__Выбранный отрывок__
= = = = =

Не было в те годы ни кино, ни театра в таком захолустье.
Но иногда любители организовывали самодеятельные спектакли.
Мне запомнилась оперетта «Иванов Павел», где на популярные мотивы был сочинен сюжет о переросшем гимназисте, которому во сне пришлось сдавать экзамены по всем предметам, хотя он и не знал ничего — и, конечно, «провалился».
После революции другой самодеятельный коллектив позвал нас, певчих, для участия в постановке первого акта оперы Н. А. Римского-Корсакова «Майская ночь».
Мы пели хор «А мы просо сеяли» — наступая на стоящую против нас группу хора, а они, в свою очередь пели, так же наступая на нас: «А мы просо вытопчем»…
Длинные, ранние и темные осенние и зимние вечера.
В некоторых комнатах большого дома горит керосиновая лампа.
Постоянно горит и зеленая лампадка перед образом в огромном, как мне тогда казалось, зале.
Я любил войти в сумраке в этот зал послушать тишину, полюбоваться тусклым светом лампадки.
Когда, довольно редко, приходили гости, нас прогоняли в «детскую».
Но там нам заводили граммофон.
Мама выписывала из Москвы пластинки — главным образом певцов.
Это были и классические певцы императорских театров — Собинов, Дамаев, Лабинский, Нежданова, и певцы более «легкого» жанра – Плевицкая, Вяльцева.
Особенно у нас любили Варю Панину с ее цыганскими романсами и неестественно низким голосом.
В монастыре пел женский хор, и мы туда не любили ходить, а ходили в Никольскую церковь, где был смешанный хор и где мне суждено было начать свою певческую «карьеру».
Еще до поступления в хор я любил петь дома.
Мама была очень музыкальна, играла на гармонике.
А я с детства умел «вторить», то есть петь дуэтом с мамой и сестрой Женей.
Помню, что пели мы «Под вечер осенью ненастной» или «Ты правишь в открытое море».
Наше любительское домашнее музицирование завершилось тем, что на Троицу в 1916 году мы с Женей поступили в наш церковный хор у того же храма Николы.
Было мне семь с половиной лет.
Регент Николай Капитонович Богданов был строг.
До сих пор с благодарностью вспоминаю, как он тянул меня за уши, приговаривая «выше», «выше».
Хор был маленький.
Альтов было двое: Минька Зайцев и я.
Минька был уже подростком лет четырнадцати и голос его ломался.
Это был звонкий альт несколько горлового оттенка.
Но меня привлекал именно звон серебристого металла в его голосе, и я невольно начал ему подражать, копируя его тембр так, что нас стали путать.
Пели по цифирным нотам, 1 – до, 2 – ре, 3 – ми, 4 – фа, 5 – соль, 6 – ля, 7 – си, что соответствовало нотам первой октавы.
Если нужно было переходить во вторую октаву — над нотой-цифрой ставилась точка, а если в малую, то точка ставилась под цифрой.
Почему бытовали цифирные ноты?
Может быть, никто не выпускал нотную бумагу, а может быть, и не владели нотной грамотой — не знаю, но у нас в Касимове в то время пользовались только цифирными нотами.

= = = = =

__Содержимое набора данных__
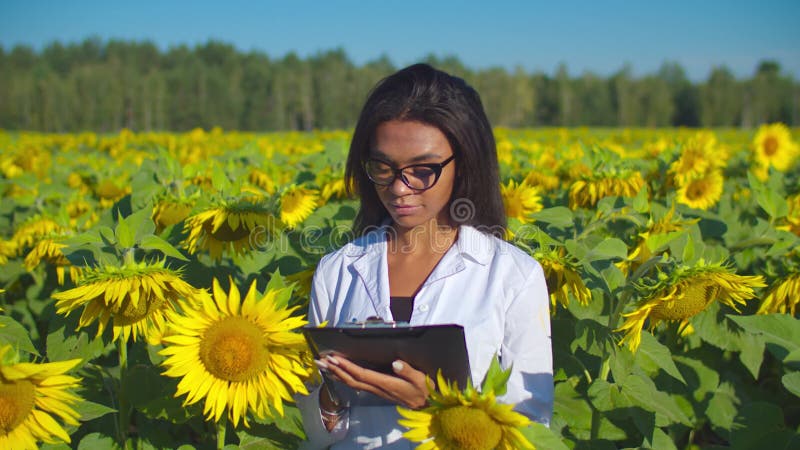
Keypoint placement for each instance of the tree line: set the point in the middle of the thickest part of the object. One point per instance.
(104, 86)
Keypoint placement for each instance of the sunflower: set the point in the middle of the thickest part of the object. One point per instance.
(792, 219)
(684, 293)
(170, 211)
(696, 158)
(34, 229)
(520, 200)
(110, 191)
(783, 297)
(262, 180)
(333, 189)
(773, 146)
(702, 192)
(589, 189)
(562, 277)
(136, 296)
(231, 225)
(464, 420)
(50, 250)
(641, 252)
(239, 355)
(297, 203)
(30, 395)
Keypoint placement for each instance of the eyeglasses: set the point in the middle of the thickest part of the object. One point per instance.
(416, 176)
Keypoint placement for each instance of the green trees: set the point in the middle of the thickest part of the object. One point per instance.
(105, 86)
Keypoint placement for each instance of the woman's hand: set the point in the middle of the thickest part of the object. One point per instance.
(408, 388)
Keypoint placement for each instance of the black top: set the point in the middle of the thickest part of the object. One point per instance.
(402, 308)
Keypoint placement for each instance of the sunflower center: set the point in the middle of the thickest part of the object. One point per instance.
(690, 300)
(225, 233)
(16, 402)
(770, 146)
(129, 312)
(469, 428)
(695, 190)
(233, 349)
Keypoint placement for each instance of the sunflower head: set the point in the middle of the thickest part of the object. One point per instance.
(297, 203)
(684, 292)
(136, 296)
(702, 191)
(32, 395)
(773, 147)
(520, 200)
(467, 419)
(239, 354)
(589, 189)
(238, 226)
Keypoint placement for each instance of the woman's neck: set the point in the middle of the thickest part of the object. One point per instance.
(432, 238)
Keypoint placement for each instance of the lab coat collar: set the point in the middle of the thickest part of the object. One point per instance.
(371, 265)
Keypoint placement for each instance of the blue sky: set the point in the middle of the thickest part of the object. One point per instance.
(599, 36)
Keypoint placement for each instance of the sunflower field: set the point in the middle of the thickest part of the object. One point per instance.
(152, 285)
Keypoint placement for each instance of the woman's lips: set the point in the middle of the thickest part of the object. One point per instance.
(403, 210)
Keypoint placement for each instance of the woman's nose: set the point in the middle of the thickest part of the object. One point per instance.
(398, 187)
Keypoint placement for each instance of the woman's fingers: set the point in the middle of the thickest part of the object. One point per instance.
(408, 387)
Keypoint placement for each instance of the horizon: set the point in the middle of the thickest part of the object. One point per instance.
(537, 37)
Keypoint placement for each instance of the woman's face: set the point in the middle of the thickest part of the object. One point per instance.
(402, 143)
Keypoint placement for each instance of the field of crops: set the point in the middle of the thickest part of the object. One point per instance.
(133, 265)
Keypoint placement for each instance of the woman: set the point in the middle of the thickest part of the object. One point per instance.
(429, 251)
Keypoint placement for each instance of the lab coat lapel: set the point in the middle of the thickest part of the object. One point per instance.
(373, 271)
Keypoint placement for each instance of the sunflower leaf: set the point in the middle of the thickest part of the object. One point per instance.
(558, 216)
(496, 378)
(781, 332)
(652, 353)
(126, 236)
(791, 381)
(153, 242)
(91, 410)
(12, 332)
(608, 249)
(543, 437)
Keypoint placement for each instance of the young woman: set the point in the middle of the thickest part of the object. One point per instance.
(429, 251)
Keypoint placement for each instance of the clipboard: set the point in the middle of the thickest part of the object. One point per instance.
(427, 348)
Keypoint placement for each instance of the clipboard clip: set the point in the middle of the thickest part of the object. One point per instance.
(376, 322)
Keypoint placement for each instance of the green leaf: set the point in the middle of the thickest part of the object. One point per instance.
(153, 242)
(660, 441)
(91, 410)
(12, 332)
(94, 441)
(652, 353)
(558, 216)
(141, 223)
(126, 236)
(752, 354)
(543, 437)
(660, 241)
(723, 406)
(496, 378)
(780, 331)
(591, 336)
(791, 381)
(613, 277)
(608, 249)
(642, 392)
(641, 203)
(63, 344)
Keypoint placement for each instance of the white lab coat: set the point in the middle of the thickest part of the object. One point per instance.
(493, 289)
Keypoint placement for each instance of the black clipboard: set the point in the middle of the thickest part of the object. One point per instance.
(427, 348)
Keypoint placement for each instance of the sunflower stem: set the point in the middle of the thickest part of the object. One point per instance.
(222, 427)
(122, 400)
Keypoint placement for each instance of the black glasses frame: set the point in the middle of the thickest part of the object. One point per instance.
(435, 167)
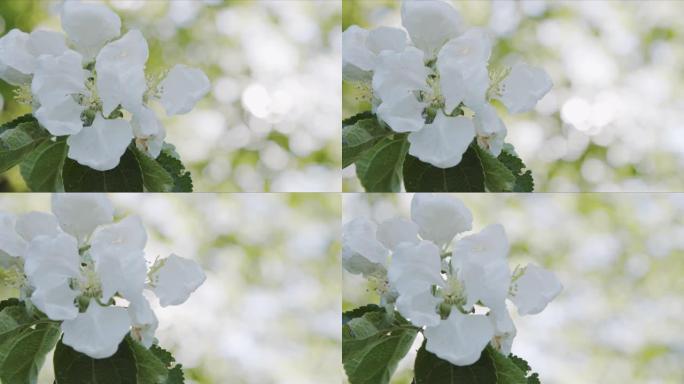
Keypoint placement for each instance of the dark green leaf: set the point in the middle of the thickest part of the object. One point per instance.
(42, 168)
(523, 179)
(467, 176)
(155, 177)
(498, 178)
(359, 137)
(72, 367)
(17, 142)
(126, 177)
(373, 344)
(379, 169)
(491, 368)
(182, 181)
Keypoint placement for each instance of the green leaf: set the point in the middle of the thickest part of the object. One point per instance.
(373, 344)
(72, 367)
(467, 176)
(359, 137)
(491, 368)
(17, 142)
(379, 169)
(498, 178)
(155, 177)
(168, 159)
(523, 178)
(24, 342)
(126, 177)
(42, 168)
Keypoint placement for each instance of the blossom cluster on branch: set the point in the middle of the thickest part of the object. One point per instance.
(81, 268)
(432, 80)
(91, 85)
(453, 286)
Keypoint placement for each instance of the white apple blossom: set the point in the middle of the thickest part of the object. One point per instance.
(451, 285)
(82, 85)
(80, 266)
(424, 86)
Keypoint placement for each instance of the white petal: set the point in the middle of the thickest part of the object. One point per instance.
(176, 280)
(415, 267)
(361, 250)
(357, 60)
(33, 224)
(460, 339)
(443, 142)
(43, 42)
(524, 87)
(80, 213)
(61, 116)
(395, 231)
(16, 62)
(51, 261)
(399, 73)
(121, 72)
(440, 217)
(402, 112)
(182, 88)
(386, 39)
(118, 252)
(101, 145)
(430, 24)
(56, 301)
(535, 289)
(11, 242)
(98, 331)
(144, 321)
(89, 26)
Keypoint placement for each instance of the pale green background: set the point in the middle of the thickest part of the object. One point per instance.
(272, 119)
(614, 120)
(620, 258)
(269, 312)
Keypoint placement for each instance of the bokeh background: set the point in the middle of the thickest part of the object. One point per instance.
(269, 311)
(271, 121)
(615, 117)
(620, 258)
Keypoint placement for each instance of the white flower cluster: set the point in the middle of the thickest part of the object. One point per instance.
(423, 84)
(97, 92)
(80, 267)
(454, 286)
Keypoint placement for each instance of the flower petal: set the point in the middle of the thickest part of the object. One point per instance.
(33, 224)
(395, 231)
(101, 145)
(16, 62)
(11, 242)
(61, 116)
(524, 87)
(459, 339)
(402, 112)
(443, 142)
(182, 88)
(118, 252)
(534, 290)
(89, 26)
(56, 301)
(440, 217)
(361, 251)
(79, 214)
(430, 24)
(120, 69)
(58, 76)
(399, 73)
(176, 280)
(98, 331)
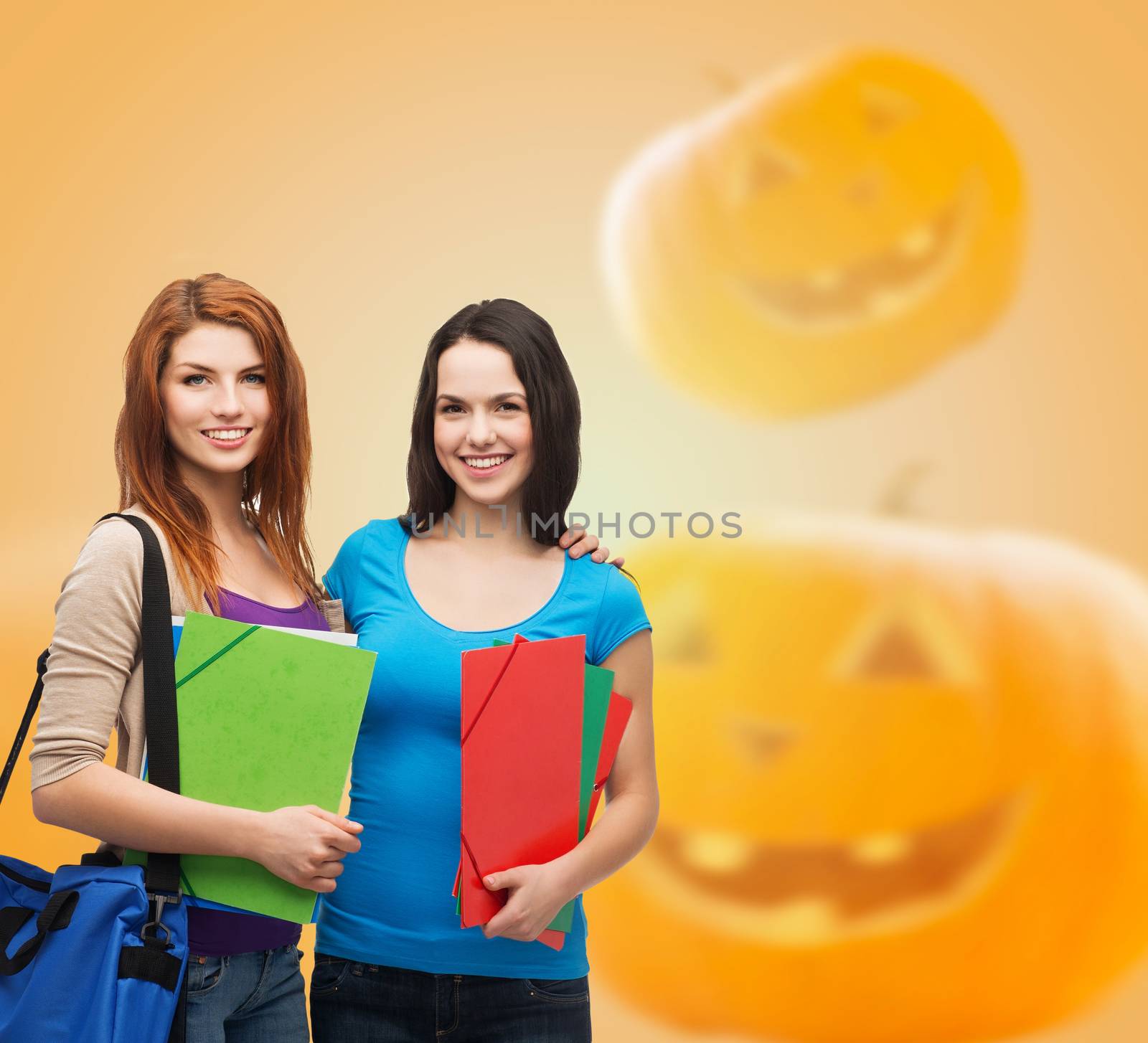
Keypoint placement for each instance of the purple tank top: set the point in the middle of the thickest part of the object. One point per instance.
(214, 932)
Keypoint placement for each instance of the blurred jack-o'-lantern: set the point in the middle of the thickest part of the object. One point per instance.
(822, 237)
(904, 783)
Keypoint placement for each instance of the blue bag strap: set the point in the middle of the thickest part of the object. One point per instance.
(55, 916)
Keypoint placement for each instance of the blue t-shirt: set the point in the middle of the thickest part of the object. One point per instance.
(393, 903)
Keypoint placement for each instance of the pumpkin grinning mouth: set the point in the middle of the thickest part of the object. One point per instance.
(806, 894)
(881, 286)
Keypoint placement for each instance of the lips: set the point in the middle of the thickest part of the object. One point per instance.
(227, 438)
(481, 472)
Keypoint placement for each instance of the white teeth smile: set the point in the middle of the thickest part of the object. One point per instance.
(229, 436)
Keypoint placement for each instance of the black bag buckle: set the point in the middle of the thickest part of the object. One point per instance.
(156, 924)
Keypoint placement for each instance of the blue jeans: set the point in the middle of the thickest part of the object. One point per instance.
(253, 997)
(363, 1003)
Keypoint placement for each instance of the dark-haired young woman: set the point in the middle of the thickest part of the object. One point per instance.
(494, 444)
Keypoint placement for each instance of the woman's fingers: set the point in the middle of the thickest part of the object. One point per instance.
(336, 819)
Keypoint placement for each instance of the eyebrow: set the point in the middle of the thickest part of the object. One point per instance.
(204, 369)
(502, 396)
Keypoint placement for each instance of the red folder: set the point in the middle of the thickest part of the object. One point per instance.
(617, 719)
(522, 721)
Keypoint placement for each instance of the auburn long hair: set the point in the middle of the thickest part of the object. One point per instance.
(276, 483)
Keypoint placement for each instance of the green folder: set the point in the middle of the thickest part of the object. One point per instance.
(267, 719)
(596, 690)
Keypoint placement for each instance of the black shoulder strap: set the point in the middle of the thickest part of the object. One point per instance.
(34, 702)
(159, 694)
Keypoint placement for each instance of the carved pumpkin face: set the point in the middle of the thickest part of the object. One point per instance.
(893, 767)
(821, 239)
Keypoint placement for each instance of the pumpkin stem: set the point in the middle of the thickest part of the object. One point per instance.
(895, 499)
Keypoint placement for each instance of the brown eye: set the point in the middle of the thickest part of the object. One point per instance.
(884, 109)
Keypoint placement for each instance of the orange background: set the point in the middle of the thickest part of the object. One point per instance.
(372, 168)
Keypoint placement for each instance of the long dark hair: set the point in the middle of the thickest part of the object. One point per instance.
(551, 396)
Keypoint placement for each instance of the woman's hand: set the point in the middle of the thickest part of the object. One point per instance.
(578, 542)
(535, 893)
(304, 846)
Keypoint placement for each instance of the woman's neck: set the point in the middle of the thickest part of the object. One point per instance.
(222, 495)
(486, 528)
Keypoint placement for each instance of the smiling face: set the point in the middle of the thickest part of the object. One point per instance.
(482, 435)
(874, 746)
(215, 400)
(824, 237)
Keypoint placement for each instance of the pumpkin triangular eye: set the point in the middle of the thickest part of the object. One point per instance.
(908, 637)
(769, 168)
(884, 108)
(759, 742)
(897, 653)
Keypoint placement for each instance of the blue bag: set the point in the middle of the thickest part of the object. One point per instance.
(97, 951)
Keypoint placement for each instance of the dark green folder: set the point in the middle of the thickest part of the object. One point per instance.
(267, 719)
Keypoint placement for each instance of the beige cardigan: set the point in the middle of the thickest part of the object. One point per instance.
(95, 681)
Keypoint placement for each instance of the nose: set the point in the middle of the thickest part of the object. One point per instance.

= = = = =

__Задания__
A – Переведите на английский язык предложение из отрывка: «Мама выписывала из Москвы пластинки — главным образом певцов».
B – Ответьте по отрывку на вопросы:
(i) Какую оперу ставил самодеятельный коллектив после революции?
(ii) В каком году рассказчик и Женя поступили в церковный хор?
(iii) Сколько альтов было в хоре?

__Ответы к заданиям__
A – Mom ordered records from Moscow, mostly of singers.

B –
(i) Первый акт оперы Н. А. Римского-Корсакова «Майская ночь».
(ii) В 1916 году, на Троицу.
(iii) Двое: Минька Зайцев и рассказчик.